TEXT PASSAGE:
Felt by the rhythm of leaves, through the rising kite and the floating clouds, although not visible, yet its profoundness is such as that we are alive. Just as air is essential for life, so is the presence of rice in the world of Warli. The white of the rice holds colours that are not visible to the eye. Traditionally, rice told the many stories of rice.
Times are changing. Although the white has still retained, poster colour has taken the place of the rice paste. Jivya was an exception who instead of a brush continued the use of a bamboo stick to pen the folk tales. With him as a pioneer, some five decades ago the folk art of Warli travelled from the brown mud wall of the house to the canvas. The lepan makes this travel more intimate. The same mud and cow dung used for lepan of the house walls is applied to canvas. With a change of the season, the mud from the soil shades to different browns. It is darker in the monsoon: a red tone with the addition of red brick dust and layers of cow dung for a deep dark brown.
My affair with the Warli world started with assisting filmmaker Johnny Magee, through A Fine Line.

INSTRUCTIONS FOR THE TASK:
How would you render this sentence from the Warli art passage in Spanish: "The same mud and cow dung used for lepan of the house walls is applied to canvas." You won't need any of the data.

EXTRACTED INFORMATION:

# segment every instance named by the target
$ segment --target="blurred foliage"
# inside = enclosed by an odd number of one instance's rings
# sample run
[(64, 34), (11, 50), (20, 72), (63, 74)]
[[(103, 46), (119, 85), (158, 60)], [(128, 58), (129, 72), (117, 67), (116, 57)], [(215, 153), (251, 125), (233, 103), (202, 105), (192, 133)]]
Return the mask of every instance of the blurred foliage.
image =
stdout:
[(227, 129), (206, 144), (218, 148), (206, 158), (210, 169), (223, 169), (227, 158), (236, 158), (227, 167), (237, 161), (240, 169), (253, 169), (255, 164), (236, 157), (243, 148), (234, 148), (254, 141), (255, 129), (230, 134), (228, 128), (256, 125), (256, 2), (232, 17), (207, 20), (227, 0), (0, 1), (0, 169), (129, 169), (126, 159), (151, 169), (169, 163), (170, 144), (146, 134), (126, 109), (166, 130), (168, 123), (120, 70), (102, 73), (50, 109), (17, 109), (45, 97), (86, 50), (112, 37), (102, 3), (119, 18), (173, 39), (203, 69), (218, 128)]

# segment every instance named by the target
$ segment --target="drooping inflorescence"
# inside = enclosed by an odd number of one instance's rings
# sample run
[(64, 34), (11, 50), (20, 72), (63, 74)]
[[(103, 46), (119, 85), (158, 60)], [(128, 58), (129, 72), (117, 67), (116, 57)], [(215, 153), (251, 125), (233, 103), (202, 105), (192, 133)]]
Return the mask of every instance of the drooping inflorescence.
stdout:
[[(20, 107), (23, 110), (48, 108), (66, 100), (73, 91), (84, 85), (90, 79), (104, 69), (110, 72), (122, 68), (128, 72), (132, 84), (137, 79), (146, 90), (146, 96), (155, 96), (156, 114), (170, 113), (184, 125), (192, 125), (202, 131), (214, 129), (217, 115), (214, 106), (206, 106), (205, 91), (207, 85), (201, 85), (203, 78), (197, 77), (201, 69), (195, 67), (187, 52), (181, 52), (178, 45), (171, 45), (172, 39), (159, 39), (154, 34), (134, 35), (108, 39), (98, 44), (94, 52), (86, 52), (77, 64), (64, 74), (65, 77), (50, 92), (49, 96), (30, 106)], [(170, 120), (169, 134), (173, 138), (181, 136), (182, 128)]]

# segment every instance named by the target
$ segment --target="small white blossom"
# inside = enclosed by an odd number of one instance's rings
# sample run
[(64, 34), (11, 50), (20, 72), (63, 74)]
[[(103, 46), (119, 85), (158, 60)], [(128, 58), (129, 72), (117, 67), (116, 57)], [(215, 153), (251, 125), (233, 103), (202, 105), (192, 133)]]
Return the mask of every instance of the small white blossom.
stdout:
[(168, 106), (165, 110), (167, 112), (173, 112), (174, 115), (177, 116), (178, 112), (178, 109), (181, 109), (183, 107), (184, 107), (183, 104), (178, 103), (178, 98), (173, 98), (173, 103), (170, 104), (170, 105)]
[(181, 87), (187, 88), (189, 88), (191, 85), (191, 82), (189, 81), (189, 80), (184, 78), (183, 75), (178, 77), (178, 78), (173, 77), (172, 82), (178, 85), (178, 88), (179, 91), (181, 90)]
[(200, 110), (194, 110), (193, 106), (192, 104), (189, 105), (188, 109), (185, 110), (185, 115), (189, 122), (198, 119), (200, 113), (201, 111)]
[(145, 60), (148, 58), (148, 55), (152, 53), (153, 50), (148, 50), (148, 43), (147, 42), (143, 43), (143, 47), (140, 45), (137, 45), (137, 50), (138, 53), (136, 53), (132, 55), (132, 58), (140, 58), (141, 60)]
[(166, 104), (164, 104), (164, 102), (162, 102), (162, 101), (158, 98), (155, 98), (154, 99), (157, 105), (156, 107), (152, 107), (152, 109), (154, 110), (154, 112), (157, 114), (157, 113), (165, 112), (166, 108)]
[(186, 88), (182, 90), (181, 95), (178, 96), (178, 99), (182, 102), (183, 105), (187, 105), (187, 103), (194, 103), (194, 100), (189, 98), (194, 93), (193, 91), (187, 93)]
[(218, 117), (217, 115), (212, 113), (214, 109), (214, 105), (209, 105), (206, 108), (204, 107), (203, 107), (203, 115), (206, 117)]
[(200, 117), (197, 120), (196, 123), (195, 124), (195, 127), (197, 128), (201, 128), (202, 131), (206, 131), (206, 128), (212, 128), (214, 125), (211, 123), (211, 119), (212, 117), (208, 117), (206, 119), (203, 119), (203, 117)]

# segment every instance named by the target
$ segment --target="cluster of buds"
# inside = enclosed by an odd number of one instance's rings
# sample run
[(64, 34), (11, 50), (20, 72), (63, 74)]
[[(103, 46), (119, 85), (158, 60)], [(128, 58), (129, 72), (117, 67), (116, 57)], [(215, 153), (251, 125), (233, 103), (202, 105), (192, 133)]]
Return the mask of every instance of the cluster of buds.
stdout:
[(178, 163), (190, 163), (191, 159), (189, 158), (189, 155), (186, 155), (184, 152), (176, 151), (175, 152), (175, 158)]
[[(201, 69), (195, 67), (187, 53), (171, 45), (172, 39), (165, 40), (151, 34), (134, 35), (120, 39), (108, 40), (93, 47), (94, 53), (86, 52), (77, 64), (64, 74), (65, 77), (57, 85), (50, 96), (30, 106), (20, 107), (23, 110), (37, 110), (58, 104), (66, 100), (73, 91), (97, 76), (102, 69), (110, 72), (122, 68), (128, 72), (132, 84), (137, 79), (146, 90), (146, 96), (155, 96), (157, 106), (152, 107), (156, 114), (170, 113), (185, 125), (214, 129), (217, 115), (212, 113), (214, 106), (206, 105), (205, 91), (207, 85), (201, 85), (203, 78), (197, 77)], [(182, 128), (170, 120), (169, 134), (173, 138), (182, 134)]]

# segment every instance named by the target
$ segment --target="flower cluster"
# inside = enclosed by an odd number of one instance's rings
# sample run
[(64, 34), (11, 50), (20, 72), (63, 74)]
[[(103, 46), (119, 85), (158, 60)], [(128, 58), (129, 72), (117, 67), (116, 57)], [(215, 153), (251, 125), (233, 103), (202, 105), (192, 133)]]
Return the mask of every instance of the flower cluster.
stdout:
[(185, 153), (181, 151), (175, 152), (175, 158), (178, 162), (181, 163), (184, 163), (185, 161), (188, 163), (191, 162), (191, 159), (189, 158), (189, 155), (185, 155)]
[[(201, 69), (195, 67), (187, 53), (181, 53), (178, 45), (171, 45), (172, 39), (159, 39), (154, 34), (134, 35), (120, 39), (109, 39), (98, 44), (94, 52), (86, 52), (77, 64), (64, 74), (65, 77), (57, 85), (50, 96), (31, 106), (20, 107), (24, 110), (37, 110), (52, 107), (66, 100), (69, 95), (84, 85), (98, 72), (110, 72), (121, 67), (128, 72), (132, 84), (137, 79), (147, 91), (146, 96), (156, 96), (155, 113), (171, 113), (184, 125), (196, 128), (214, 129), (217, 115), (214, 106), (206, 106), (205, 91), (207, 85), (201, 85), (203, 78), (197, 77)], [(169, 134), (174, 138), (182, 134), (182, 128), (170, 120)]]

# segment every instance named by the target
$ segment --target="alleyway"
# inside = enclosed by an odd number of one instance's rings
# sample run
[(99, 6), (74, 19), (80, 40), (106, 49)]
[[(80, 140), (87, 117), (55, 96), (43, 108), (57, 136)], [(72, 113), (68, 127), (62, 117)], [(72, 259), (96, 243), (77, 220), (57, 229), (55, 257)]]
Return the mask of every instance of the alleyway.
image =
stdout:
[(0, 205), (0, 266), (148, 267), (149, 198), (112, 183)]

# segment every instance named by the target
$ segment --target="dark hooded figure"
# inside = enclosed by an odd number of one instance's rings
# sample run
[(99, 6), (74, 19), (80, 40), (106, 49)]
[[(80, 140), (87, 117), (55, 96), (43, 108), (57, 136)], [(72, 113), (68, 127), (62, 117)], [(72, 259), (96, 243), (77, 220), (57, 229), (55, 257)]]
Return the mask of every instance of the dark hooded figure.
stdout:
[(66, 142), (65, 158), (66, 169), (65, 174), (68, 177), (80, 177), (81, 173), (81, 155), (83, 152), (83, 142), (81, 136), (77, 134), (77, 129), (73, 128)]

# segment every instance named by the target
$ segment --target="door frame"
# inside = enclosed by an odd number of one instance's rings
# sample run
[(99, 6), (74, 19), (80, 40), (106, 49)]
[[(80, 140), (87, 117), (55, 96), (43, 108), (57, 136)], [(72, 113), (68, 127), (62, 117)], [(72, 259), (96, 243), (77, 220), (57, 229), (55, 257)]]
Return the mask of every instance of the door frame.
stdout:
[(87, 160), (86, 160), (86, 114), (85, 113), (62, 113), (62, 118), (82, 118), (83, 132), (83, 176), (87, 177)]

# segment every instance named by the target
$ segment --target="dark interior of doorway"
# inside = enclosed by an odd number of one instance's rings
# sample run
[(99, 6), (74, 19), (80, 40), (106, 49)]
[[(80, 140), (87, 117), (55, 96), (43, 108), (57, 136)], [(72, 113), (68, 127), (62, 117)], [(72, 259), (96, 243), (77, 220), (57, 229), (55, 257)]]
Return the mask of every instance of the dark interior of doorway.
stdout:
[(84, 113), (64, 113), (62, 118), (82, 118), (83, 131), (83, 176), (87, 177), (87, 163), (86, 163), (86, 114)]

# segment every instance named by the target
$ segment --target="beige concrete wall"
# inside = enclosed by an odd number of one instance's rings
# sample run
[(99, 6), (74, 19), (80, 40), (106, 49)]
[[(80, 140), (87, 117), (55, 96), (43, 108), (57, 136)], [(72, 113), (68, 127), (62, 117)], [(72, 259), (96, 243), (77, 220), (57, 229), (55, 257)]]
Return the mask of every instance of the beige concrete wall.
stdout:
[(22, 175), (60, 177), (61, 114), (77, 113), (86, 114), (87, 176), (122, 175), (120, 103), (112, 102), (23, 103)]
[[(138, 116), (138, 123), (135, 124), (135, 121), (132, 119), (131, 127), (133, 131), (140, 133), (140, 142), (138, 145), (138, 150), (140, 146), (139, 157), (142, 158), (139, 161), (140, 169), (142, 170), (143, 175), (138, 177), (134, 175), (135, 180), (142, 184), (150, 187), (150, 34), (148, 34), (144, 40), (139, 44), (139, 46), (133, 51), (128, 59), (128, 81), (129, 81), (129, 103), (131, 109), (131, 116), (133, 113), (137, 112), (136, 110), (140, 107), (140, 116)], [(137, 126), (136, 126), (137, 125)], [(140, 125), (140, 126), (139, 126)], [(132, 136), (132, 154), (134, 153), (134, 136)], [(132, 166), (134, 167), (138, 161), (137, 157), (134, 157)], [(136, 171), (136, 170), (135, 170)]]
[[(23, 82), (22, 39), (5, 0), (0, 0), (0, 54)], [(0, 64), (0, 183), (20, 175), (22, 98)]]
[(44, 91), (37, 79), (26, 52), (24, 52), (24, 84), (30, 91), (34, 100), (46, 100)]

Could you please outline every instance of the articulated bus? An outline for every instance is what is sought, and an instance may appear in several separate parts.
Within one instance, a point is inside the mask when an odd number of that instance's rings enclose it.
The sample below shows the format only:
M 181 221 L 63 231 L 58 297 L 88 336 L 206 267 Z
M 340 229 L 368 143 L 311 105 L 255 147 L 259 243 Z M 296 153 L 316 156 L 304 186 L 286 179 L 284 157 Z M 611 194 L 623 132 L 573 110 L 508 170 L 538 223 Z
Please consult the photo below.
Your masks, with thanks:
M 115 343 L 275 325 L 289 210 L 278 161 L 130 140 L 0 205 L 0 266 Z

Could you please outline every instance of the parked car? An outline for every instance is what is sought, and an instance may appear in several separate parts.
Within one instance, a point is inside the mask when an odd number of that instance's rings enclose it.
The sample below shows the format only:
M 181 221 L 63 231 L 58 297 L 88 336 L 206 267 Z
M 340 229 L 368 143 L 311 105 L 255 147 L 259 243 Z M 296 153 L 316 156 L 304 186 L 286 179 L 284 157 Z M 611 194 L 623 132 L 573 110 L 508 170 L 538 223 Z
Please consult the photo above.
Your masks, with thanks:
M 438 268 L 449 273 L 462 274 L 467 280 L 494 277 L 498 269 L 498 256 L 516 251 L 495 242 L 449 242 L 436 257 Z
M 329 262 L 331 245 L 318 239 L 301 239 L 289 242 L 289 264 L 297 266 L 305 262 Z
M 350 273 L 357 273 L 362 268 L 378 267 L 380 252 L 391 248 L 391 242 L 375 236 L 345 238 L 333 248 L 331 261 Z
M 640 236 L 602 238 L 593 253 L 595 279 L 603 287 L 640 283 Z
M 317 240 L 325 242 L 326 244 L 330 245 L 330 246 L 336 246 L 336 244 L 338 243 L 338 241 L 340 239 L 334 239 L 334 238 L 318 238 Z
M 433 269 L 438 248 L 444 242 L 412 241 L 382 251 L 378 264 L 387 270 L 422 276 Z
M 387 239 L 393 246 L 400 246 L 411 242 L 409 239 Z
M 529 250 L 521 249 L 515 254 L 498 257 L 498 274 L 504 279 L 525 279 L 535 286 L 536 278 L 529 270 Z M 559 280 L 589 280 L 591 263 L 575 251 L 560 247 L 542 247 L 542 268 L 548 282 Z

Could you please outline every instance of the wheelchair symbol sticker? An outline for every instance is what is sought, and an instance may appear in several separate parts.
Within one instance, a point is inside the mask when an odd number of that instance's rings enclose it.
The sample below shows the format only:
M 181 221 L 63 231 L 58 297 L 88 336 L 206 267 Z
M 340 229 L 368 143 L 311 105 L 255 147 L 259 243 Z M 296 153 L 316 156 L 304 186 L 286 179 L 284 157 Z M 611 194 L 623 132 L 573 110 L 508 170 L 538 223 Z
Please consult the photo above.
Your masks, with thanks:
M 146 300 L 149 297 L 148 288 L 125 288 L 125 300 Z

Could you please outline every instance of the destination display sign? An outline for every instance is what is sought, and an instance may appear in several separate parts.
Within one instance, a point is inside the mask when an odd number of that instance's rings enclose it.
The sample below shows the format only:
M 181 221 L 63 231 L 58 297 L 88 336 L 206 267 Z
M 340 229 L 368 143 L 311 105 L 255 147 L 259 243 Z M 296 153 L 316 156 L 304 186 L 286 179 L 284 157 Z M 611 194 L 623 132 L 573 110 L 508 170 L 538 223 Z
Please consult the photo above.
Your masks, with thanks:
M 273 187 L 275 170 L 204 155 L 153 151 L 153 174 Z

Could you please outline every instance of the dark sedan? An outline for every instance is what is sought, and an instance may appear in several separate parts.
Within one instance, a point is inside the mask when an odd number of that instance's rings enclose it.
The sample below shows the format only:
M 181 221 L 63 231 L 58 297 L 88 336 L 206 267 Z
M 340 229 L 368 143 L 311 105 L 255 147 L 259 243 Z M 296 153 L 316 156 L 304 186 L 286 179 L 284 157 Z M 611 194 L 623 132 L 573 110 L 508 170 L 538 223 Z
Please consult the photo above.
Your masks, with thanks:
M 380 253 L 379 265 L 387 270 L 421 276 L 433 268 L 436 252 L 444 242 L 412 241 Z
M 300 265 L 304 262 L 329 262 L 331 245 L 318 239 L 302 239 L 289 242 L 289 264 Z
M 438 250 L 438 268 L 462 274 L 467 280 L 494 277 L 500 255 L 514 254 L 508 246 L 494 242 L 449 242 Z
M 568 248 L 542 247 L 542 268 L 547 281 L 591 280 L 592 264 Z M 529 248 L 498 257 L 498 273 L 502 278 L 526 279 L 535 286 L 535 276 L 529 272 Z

FINISHED EXERCISE:
El mismo barro y estiércol de vaca que se usa para el lepan de las paredes de la casa se aplica al lienzo.